[Dataset rows showing where objects appear]
◆ ◆ ◆

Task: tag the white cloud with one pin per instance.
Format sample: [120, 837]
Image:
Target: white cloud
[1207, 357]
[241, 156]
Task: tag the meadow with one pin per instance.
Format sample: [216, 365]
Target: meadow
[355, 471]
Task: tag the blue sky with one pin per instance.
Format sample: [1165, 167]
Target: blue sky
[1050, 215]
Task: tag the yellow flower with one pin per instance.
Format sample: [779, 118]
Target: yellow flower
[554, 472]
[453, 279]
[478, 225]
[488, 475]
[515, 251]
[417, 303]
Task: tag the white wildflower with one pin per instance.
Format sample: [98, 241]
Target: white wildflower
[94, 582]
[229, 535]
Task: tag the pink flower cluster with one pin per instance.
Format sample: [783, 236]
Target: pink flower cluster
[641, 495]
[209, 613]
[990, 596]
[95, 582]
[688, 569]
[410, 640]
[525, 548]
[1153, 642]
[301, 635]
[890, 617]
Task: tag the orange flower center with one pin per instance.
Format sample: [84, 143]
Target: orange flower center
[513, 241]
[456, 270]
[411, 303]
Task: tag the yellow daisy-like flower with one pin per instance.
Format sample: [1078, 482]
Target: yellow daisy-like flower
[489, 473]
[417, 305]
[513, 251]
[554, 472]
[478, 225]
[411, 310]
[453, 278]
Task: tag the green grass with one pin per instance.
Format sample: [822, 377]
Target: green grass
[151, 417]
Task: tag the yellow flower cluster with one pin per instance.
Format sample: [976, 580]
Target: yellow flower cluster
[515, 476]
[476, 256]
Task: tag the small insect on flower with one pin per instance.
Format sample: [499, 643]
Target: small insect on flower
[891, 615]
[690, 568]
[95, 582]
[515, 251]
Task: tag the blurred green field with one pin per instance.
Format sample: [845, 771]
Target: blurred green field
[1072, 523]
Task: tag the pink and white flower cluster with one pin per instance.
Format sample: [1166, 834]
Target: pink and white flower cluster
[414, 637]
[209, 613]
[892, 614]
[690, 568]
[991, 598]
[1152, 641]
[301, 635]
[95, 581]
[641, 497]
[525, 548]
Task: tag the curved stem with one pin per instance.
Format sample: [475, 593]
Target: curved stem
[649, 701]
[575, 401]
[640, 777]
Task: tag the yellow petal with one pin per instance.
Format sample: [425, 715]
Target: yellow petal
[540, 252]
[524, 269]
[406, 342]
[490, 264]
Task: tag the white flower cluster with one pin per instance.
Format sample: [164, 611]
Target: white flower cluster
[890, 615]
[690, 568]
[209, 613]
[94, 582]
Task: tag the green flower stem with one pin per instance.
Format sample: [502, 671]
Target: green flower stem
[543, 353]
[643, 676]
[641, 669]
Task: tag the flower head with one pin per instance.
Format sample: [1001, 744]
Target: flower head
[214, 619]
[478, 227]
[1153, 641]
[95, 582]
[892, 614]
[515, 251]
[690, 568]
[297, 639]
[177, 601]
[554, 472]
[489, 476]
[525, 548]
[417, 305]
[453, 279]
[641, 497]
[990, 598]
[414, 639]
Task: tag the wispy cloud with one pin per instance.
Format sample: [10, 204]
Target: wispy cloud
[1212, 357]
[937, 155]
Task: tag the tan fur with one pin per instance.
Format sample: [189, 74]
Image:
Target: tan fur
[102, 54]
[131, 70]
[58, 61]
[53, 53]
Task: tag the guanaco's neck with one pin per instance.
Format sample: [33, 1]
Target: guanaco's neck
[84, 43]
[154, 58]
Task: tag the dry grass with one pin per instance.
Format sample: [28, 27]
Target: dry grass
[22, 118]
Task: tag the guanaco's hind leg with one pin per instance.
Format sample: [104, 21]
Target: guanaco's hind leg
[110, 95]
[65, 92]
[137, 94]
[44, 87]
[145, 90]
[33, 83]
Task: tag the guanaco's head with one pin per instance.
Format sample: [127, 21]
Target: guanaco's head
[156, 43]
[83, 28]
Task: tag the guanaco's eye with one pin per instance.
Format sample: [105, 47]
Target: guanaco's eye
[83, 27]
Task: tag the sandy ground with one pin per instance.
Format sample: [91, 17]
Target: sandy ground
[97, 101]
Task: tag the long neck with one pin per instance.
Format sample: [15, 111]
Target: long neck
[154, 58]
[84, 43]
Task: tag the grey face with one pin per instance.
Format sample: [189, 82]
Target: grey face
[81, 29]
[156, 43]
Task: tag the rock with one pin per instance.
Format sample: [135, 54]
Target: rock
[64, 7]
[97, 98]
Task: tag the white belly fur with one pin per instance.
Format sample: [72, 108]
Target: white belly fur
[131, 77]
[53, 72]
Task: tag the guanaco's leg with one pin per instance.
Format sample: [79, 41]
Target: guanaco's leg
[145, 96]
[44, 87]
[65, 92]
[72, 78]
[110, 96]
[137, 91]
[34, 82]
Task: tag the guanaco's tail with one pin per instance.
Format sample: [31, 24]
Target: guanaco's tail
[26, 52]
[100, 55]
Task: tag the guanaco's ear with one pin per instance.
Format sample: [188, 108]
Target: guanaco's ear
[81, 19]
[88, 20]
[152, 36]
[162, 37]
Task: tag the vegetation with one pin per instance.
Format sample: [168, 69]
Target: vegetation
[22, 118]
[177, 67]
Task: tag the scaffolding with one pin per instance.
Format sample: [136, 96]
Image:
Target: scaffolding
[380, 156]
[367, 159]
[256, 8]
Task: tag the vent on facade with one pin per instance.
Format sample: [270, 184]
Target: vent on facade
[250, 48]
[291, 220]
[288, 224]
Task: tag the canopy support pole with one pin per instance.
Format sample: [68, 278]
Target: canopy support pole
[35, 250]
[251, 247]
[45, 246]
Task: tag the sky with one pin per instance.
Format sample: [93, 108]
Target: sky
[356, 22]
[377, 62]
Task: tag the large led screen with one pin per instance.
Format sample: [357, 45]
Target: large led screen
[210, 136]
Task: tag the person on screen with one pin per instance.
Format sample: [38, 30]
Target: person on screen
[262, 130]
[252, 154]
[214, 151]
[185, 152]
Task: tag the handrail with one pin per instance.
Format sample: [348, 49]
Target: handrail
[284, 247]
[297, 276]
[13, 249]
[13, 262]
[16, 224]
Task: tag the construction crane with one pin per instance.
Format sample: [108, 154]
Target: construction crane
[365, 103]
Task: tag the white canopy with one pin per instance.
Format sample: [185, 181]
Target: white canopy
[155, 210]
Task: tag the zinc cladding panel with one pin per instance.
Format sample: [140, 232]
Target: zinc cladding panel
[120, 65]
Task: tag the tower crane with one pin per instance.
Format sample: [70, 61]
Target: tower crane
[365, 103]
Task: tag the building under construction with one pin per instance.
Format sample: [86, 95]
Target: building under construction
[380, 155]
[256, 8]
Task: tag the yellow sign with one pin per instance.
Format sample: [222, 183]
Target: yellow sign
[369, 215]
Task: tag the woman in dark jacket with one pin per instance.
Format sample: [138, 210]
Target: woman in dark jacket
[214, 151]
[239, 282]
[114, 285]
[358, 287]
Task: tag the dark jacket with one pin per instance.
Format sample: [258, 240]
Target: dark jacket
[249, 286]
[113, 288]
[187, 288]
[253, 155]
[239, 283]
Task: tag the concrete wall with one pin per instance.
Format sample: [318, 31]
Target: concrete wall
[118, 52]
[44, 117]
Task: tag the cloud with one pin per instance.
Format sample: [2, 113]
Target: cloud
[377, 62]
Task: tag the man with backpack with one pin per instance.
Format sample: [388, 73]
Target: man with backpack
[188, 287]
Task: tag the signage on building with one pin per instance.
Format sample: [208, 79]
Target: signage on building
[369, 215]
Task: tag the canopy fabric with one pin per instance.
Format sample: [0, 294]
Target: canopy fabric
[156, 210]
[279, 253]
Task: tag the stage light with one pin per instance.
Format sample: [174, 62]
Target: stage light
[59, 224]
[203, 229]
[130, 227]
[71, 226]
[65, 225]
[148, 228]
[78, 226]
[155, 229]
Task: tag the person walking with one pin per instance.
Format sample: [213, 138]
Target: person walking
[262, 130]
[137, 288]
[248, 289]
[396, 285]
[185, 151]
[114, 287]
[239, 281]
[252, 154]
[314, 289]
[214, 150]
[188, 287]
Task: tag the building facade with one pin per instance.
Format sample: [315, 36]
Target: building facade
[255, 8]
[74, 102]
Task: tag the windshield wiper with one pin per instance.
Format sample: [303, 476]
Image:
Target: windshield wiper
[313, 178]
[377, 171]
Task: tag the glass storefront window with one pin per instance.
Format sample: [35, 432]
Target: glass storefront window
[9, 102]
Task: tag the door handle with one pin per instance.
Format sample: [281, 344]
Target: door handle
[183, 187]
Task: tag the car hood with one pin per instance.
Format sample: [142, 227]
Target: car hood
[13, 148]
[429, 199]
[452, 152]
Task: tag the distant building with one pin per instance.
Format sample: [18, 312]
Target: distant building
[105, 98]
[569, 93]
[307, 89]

◆ ◆ ◆

**Job**. Rewrite everything from the start of the listing down to and including the line containing "[1072, 523]", requests included, and shift every answer coordinate by -16. Leave the numbers in the requests and their format samples unchanged.

**Answer below**.
Task: tag the white cloud with one pin per instance.
Format sample: [120, 837]
Image:
Target: white cloud
[1191, 341]
[225, 140]
Task: tag the meadow with one pin per instance.
Format sample: [216, 365]
Target: meadow
[339, 455]
Task: tag the blue sky with one pin per instance.
Format sample: [1165, 167]
Target: blue sky
[1034, 199]
Task: tag the yellow flower with one pin per instance.
Format sample: [779, 118]
Target: yellow flower
[538, 456]
[437, 263]
[462, 209]
[472, 459]
[499, 235]
[401, 287]
Task: tag the white wildflower with one pin per instance.
Format sample: [98, 241]
Target: white wildflower
[78, 566]
[213, 519]
Task: tag the pink flower cluster with one pin per instance.
Format sample: [783, 236]
Target: pink flower cluster
[625, 479]
[193, 597]
[974, 580]
[79, 566]
[672, 553]
[394, 624]
[509, 532]
[1137, 626]
[285, 619]
[874, 601]
Task: tag the orange flower center with one pin per instance.
Format sample: [84, 143]
Target: orange flower center
[497, 225]
[440, 254]
[395, 287]
Task: tag the yellow daisy-like flower with one pin per instance.
Format sample: [1078, 482]
Target: yellow daisy-like flower
[473, 457]
[401, 289]
[497, 235]
[538, 456]
[462, 209]
[395, 294]
[437, 262]
Task: tag the green grass with one pin per instance.
Format sample: [822, 377]
Target: green grass
[135, 401]
Task: tag the yellow flower cluster with one pin per instance.
Format sample: [976, 580]
Target: yellow flower cluster
[499, 460]
[460, 240]
Task: tag the small insect on flower with one pin per instance.
Format sample: [499, 643]
Target: small insect on flower
[875, 599]
[674, 552]
[79, 566]
[499, 235]
Task: tag the blurred green field with one pin per instance.
Format sample: [845, 771]
Target: blurred green field
[1056, 507]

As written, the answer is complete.